Consigne: Rédigez la suite du texte sur les migrants du pays d’Oaș venus en France, en reprenant après sa dernière phrase.

Texte source:
┄┄┄┄┄┄

Ces paillettes font presque oublier qu’hors période estivale, la vie des Oșeni est loin de ressembler à un conte de fée. La plupart des migrants de la région ont quitté leur cher pays d’Oaș à reculons.
Dans les années 1990, quand ils arrivent en France, ils déchantent. En situation irrégulière, dans l’impossibilité de trouver un logement ou un travail de manière conventionnelle, les premiers travailleurs d’Oaș squattent des maisons inhabitées, dorment dans la rue et vivent de la vente de journaux ou de mendicité, raconte Mariana. « Ce n’est qu’après qu’ils ont commencé à travailler dans le bâtiment, d’abord pour des Portugais ». « C’était très difficile, on est restés quelques années sans papier. On travaillait, dans le bâtiment, au noir », se rappelle Jacob, désormais patron d’une société de construction en Seine-Saint-Denis.

┄┄┄┄┄┄

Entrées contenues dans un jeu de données
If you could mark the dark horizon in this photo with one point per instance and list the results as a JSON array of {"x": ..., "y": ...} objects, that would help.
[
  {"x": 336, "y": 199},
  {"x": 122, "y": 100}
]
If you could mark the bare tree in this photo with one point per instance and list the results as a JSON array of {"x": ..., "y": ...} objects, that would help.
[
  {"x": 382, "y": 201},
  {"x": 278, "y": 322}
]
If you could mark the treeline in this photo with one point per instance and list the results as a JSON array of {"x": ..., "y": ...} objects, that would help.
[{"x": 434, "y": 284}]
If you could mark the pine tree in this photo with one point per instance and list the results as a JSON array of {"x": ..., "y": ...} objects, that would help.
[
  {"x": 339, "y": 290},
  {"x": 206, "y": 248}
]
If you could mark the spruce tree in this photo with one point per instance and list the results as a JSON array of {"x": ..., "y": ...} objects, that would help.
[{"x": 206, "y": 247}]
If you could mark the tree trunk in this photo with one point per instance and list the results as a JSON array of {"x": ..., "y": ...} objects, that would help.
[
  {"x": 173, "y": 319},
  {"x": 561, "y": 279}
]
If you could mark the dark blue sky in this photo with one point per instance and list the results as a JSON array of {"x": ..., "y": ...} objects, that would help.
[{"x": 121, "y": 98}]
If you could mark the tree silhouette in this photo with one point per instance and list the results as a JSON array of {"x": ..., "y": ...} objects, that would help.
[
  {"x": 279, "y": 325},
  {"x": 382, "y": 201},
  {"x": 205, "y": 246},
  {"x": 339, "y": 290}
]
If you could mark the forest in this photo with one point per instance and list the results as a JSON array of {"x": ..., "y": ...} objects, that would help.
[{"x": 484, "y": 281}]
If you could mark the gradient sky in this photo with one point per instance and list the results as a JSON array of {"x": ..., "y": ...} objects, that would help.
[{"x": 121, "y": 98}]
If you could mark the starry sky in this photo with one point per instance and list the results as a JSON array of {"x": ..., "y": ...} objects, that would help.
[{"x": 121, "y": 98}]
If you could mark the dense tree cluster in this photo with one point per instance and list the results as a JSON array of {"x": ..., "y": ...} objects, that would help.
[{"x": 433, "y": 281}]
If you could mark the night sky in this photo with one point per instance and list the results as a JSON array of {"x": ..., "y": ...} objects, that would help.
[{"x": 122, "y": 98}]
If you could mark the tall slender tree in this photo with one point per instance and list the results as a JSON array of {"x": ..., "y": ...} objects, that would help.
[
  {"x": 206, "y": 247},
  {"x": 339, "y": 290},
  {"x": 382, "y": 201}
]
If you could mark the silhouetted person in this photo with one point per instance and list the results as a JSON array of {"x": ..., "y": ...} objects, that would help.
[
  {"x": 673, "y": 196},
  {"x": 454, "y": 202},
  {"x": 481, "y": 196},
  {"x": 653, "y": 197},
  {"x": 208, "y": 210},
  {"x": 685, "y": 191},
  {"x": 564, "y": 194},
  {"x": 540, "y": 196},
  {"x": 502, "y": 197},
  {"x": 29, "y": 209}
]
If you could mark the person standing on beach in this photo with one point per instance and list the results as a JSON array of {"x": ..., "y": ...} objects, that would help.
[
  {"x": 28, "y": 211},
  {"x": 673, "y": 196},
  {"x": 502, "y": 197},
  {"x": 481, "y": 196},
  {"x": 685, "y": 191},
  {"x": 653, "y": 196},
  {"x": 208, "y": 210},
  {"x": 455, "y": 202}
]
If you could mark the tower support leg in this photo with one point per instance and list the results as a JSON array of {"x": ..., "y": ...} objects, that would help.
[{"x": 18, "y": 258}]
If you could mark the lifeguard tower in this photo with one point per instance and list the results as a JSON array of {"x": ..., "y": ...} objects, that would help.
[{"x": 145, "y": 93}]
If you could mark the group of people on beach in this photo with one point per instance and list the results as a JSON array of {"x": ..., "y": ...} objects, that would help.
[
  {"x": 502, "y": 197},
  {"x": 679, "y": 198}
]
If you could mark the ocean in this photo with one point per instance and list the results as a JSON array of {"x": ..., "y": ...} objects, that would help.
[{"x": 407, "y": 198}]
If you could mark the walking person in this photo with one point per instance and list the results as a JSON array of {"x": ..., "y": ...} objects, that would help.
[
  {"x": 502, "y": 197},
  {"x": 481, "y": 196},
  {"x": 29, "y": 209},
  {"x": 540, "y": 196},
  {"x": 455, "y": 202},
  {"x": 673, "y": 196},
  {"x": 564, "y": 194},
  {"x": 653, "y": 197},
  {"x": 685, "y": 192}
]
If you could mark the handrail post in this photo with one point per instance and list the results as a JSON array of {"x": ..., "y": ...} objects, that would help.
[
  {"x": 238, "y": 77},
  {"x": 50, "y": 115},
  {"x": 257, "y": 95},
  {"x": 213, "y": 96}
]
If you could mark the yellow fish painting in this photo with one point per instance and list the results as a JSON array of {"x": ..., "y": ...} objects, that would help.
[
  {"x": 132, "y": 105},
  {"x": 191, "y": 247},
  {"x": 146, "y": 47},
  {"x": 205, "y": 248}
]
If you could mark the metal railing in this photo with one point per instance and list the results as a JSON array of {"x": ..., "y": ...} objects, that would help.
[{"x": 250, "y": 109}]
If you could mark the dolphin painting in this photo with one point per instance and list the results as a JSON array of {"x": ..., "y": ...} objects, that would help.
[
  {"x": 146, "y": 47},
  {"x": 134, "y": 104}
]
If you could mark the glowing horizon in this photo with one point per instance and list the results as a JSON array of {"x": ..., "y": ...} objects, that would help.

┄┄┄┄┄┄

Réponse attendue:
L’entrée de la Roumanie dans l’Union européenne en 2007 change les choses : les regroupements familiaux sont facilités, ainsi que la venue de nouveaux travailleurs. Mais les souffrances créées par cette migration restent vives : « j’ai dû apprendre à vivre avec mes parents. Je n’avais pas vu mon père de mes 7 ans à mes 12 ans, il était devenu un quasi inconnu », se souvient Mariana, arrivée en France en 2001. « J’ai beaucoup souffert ». La jeune femme a mis des années avant de réussir à évoquer le sujet avec ses parents. « Maintenant que je suis maman, je comprends à quel point ils ont pu souffrir », confie-t-elle, émue. Roxana passe aussi ses plus jeunes années sans ses parents en Roumanie, avant de les rejoindre en France. « Des fois avec mon frère, on ne se souvenait plus de ma mère. On pensait que ma grand-mère était ma mère car c’était elle qui s’occupait de nous en son absence ».
Les liens se forgent ainsi dans la dureté de la séparation subie. Poussés dans le grand bain de la migration, voisins, connaissances et parents s’épaulent. Pour contrer leur mélancolie, ils cherchent à recréer symboliquement, en Seine-Saint-Denis, leurs villages d’antan. A tel point que des Oșeni d’un même village se retrouvent à présent à vivre dans le même quartier en France : « Il y a des rues ici à Aulnay, ou encore au Blanc-Mesnil, où il y a des dizaines de Roumains d’un même village », explique le prêtre Octavian Dabija. « Ils se sont retrouvés dans la même rue que chez eux à Moiseni, Bixad ».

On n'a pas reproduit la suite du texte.